**What is needed:**
Could you set down every record below exactly as it appears?
Top of Excerpted data
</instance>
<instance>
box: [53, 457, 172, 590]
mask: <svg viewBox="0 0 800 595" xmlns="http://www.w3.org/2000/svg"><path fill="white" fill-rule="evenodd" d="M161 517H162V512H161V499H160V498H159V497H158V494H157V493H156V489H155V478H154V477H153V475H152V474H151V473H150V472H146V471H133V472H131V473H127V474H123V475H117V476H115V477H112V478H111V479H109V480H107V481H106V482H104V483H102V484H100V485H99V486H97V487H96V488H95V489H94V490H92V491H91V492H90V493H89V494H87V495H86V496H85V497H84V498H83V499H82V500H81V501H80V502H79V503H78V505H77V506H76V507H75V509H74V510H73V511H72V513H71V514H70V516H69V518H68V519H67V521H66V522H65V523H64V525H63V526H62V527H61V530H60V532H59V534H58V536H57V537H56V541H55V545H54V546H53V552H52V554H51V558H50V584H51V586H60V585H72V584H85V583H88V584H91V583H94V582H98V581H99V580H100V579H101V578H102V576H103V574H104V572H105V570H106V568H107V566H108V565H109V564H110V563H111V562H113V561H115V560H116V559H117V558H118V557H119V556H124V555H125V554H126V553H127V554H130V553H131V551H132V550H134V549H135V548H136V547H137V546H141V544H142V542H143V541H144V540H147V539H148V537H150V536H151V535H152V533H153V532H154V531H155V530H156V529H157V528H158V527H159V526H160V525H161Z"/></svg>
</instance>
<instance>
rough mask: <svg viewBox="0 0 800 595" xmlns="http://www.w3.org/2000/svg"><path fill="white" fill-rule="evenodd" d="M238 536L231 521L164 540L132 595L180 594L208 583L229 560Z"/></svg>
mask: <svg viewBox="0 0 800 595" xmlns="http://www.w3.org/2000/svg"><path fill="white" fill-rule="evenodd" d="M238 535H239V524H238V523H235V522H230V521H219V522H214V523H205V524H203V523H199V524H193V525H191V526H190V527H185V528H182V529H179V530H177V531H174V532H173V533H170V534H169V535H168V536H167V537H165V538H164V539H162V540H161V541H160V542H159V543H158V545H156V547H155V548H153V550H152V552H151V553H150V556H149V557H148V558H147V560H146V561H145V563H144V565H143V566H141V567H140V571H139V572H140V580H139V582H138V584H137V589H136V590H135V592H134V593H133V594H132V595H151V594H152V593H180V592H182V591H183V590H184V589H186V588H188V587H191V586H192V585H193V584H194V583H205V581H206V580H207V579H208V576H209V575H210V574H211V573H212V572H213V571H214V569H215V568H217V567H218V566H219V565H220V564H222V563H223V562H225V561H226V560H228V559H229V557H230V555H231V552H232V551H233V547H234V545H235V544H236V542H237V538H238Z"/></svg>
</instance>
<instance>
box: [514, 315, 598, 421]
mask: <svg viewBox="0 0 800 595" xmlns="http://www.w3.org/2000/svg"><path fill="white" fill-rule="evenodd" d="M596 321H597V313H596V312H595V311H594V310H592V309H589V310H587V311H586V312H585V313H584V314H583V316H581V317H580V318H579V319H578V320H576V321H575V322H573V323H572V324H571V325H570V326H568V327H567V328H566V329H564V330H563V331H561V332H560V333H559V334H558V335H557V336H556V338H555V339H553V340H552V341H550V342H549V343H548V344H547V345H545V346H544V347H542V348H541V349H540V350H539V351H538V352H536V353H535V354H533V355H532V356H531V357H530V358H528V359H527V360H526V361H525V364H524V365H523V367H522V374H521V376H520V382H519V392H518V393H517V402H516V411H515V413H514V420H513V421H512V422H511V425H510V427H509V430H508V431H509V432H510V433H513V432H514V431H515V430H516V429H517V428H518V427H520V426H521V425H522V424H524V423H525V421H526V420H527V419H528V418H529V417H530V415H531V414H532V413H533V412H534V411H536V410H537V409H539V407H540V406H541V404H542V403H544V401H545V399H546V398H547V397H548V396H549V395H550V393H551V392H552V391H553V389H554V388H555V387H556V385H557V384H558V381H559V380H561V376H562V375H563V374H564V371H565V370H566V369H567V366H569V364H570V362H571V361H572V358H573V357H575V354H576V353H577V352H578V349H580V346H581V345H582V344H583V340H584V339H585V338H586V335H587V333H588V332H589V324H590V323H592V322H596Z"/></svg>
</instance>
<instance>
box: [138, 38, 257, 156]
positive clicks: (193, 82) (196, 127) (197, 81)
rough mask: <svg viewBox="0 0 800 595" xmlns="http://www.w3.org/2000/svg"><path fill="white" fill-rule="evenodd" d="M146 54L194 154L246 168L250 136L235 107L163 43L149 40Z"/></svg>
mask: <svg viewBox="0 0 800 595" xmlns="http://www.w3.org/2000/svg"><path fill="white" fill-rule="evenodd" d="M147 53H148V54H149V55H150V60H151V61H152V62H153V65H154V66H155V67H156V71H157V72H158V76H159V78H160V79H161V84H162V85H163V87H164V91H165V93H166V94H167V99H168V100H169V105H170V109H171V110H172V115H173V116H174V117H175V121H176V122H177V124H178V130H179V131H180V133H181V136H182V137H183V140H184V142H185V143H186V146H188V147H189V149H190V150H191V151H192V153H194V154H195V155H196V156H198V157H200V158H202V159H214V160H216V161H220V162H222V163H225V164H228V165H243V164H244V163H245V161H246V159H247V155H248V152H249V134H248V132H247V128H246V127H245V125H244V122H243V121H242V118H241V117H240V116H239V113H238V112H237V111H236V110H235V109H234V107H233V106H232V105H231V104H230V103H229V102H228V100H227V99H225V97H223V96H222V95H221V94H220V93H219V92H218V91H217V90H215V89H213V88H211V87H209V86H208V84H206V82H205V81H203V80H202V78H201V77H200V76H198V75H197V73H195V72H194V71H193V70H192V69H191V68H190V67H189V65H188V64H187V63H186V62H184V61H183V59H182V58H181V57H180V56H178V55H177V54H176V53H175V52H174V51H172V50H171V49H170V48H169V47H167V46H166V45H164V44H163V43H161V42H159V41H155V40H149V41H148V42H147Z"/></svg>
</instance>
Bottom of Excerpted data
**Answer to the exercise:**
</instance>
<instance>
box: [53, 457, 172, 590]
mask: <svg viewBox="0 0 800 595" xmlns="http://www.w3.org/2000/svg"><path fill="white" fill-rule="evenodd" d="M161 517H162V512H161V499H160V498H159V497H158V494H157V493H156V489H155V478H154V477H153V475H152V474H151V473H150V472H146V471H133V472H131V473H127V474H123V475H117V476H115V477H112V478H111V479H109V480H107V481H106V482H104V483H102V484H100V485H99V486H97V487H96V488H95V489H94V490H92V491H91V492H90V493H89V494H87V495H86V496H85V497H84V498H83V499H82V500H81V501H80V502H79V503H78V505H77V506H76V507H75V509H74V510H73V511H72V513H71V514H70V516H69V518H68V519H67V521H66V522H65V523H64V525H63V526H62V527H61V530H60V532H59V534H58V536H57V537H56V541H55V545H54V546H53V552H52V554H51V558H50V584H51V586H60V585H72V584H85V583H88V584H91V583H94V582H98V581H99V580H100V579H101V578H102V576H103V574H104V572H105V570H106V568H107V566H108V565H109V564H110V563H111V562H113V561H115V560H116V559H117V558H118V557H119V556H124V555H125V554H126V553H127V554H130V553H131V551H132V550H134V549H135V548H136V547H137V546H141V544H142V542H143V541H144V540H147V539H148V537H150V536H151V535H152V533H153V532H154V531H155V530H156V529H157V528H158V527H159V526H160V525H161Z"/></svg>
</instance>
<instance>
rough mask: <svg viewBox="0 0 800 595" xmlns="http://www.w3.org/2000/svg"><path fill="white" fill-rule="evenodd" d="M238 536L231 521L164 540L132 595L180 594L208 583L229 560Z"/></svg>
mask: <svg viewBox="0 0 800 595" xmlns="http://www.w3.org/2000/svg"><path fill="white" fill-rule="evenodd" d="M238 535H239V524H238V523H235V522H230V521H219V522H214V523H205V524H203V523H199V524H193V525H191V526H190V527H185V528H182V529H179V530H177V531H174V532H173V533H170V534H169V535H168V536H167V537H165V538H164V539H162V540H161V541H160V542H159V543H158V545H156V547H155V548H153V550H152V552H151V553H150V556H149V557H148V558H147V560H146V561H145V563H144V565H143V566H141V567H140V571H139V572H140V580H139V582H138V584H137V589H136V590H135V592H134V593H133V594H132V595H151V594H152V593H180V592H182V591H183V590H184V589H186V588H188V587H191V586H192V585H193V584H194V583H205V581H206V580H207V579H208V576H209V575H210V574H211V573H212V572H213V571H214V569H215V568H217V567H218V566H219V565H220V564H222V563H223V562H225V561H226V560H228V559H229V557H230V555H231V552H232V551H233V547H234V545H235V544H236V542H237V538H238Z"/></svg>
</instance>
<instance>
box: [514, 315, 598, 421]
mask: <svg viewBox="0 0 800 595" xmlns="http://www.w3.org/2000/svg"><path fill="white" fill-rule="evenodd" d="M596 321H597V313H596V312H595V311H594V310H592V309H589V310H587V311H586V312H585V313H584V314H583V316H581V317H580V318H579V319H578V320H576V321H575V322H573V323H572V324H571V325H570V326H568V327H567V328H566V329H564V330H563V331H561V332H560V333H559V334H558V335H557V336H556V338H555V339H553V340H552V341H550V342H549V343H548V344H547V345H545V346H544V347H542V348H541V349H540V350H539V351H538V352H536V353H535V354H533V355H532V356H531V357H530V358H528V359H527V360H526V361H525V364H524V365H523V367H522V374H521V376H520V382H519V392H518V393H517V402H516V411H515V413H514V420H513V421H512V422H511V425H510V427H509V430H508V431H509V432H510V433H513V432H514V431H515V430H516V429H517V428H518V427H520V426H521V425H522V424H524V423H525V421H526V420H527V419H528V418H529V417H530V415H531V414H532V413H533V412H534V411H536V410H537V409H539V407H540V406H541V404H542V403H544V401H545V399H546V398H547V397H548V396H549V395H550V393H551V392H552V391H553V389H554V388H555V387H556V385H557V384H558V381H559V380H561V376H562V375H563V374H564V371H565V370H566V369H567V366H569V364H570V362H571V361H572V358H573V357H575V354H576V353H577V352H578V349H580V346H581V345H582V344H583V340H584V339H585V338H586V335H587V333H588V332H589V324H590V323H592V322H596Z"/></svg>
</instance>
<instance>
box: [138, 38, 257, 156]
positive clicks: (193, 82) (196, 127) (197, 81)
rough mask: <svg viewBox="0 0 800 595" xmlns="http://www.w3.org/2000/svg"><path fill="white" fill-rule="evenodd" d="M146 54L194 154L246 168L250 136L235 107L163 43L149 40Z"/></svg>
mask: <svg viewBox="0 0 800 595" xmlns="http://www.w3.org/2000/svg"><path fill="white" fill-rule="evenodd" d="M147 53H148V54H149V55H150V60H151V61H152V62H153V65H154V66H155V67H156V71H157V72H158V76H159V78H160V79H161V84H162V85H163V87H164V91H165V93H166V94H167V99H168V100H169V105H170V109H171V110H172V115H173V116H174V117H175V121H176V122H177V124H178V130H179V131H180V133H181V136H182V137H183V140H184V142H185V143H186V146H188V147H189V149H190V150H191V151H192V153H194V154H195V155H196V156H198V157H200V158H202V159H214V160H216V161H220V162H222V163H225V164H228V165H243V164H244V163H245V161H246V159H247V155H248V152H249V134H248V132H247V128H246V127H245V125H244V122H243V121H242V118H241V117H240V116H239V113H238V112H237V111H236V110H235V109H234V107H233V106H232V105H231V104H230V103H229V102H228V100H227V99H225V97H223V96H222V95H221V94H220V93H219V92H218V91H217V90H215V89H213V88H211V87H209V86H208V84H206V82H205V81H203V80H202V78H201V77H200V76H198V75H197V73H195V72H194V71H193V70H192V69H191V68H190V67H189V65H188V64H187V63H186V62H184V61H183V59H182V58H181V57H180V56H178V55H177V54H176V53H175V52H174V51H172V50H171V49H170V48H169V47H167V46H166V45H164V44H163V43H161V42H159V41H155V40H149V41H148V42H147Z"/></svg>
</instance>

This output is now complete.